- Excerpted text
■ ■ ■ ■ ■

Here's a colored, edited version of user17762's answer.
The proof is by induction. Let us denote $\gcd(a,b) = d$. It's given $\gcd(a,b) = 1
\iff$
by Bezout's Lemma, there exist $x,y \in \mathbb{Z}$ such that $ax+by = d. (\dagger)$
Assume that the statement is true for all $n \leq k$. Scilicet $\gcd(a^n,b^n) = d^n$ for all $n \leq k$.
We now need to prove that $\gcd(a^{k+1},b^{k+1}) = d^{k+1}$.
Since $\gcd(a^k,b^k) = d^k$, there exists $x_k,y_k \in \mathbb{Z}$ such that $a^k x_k + b^k y_k = d^k$.

■ ■ ■ ■ ■

- Data

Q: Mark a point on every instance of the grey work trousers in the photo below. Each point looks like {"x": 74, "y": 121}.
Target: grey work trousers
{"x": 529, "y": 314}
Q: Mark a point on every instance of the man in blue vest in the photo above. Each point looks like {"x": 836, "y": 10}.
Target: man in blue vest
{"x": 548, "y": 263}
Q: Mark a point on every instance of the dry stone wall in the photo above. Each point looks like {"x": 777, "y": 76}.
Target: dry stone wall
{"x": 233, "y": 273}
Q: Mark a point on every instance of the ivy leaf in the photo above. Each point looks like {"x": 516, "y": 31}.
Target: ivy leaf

■ ■ ■ ■ ■

- Goal A
Answer these questions from the gcd proof:
(i) Whose answer is the proof an edited version of?
(ii) What method of proof is used?
(iii) Which lemma gives integers $x,y$ with $ax+by = d$?
- Goal B
Rename "every instance" to "each instance" everywhere in the records, and give all the records again with nothing else changed.
The records have no connection to the text.

- Full solution A
(i) user17762's
(ii) Induction
(iii) Bezout's Lemma

- Full solution B
Q: Mark a point on each instance of the grey work trousers in the photo below. Each point looks like {"x": 74, "y": 121}.
Target: grey work trousers
{"x": 529, "y": 314}
Q: Mark a point on each instance of the man in blue vest in the photo above. Each point looks like {"x": 836, "y": 10}.
Target: man in blue vest
{"x": 548, "y": 263}
Q: Mark a point on each instance of the dry stone wall in the photo above. Each point looks like {"x": 777, "y": 76}.
Target: dry stone wall
{"x": 233, "y": 273}
Q: Mark a point on each instance of the ivy leaf in the photo above. Each point looks like {"x": 516, "y": 31}.
Target: ivy leaf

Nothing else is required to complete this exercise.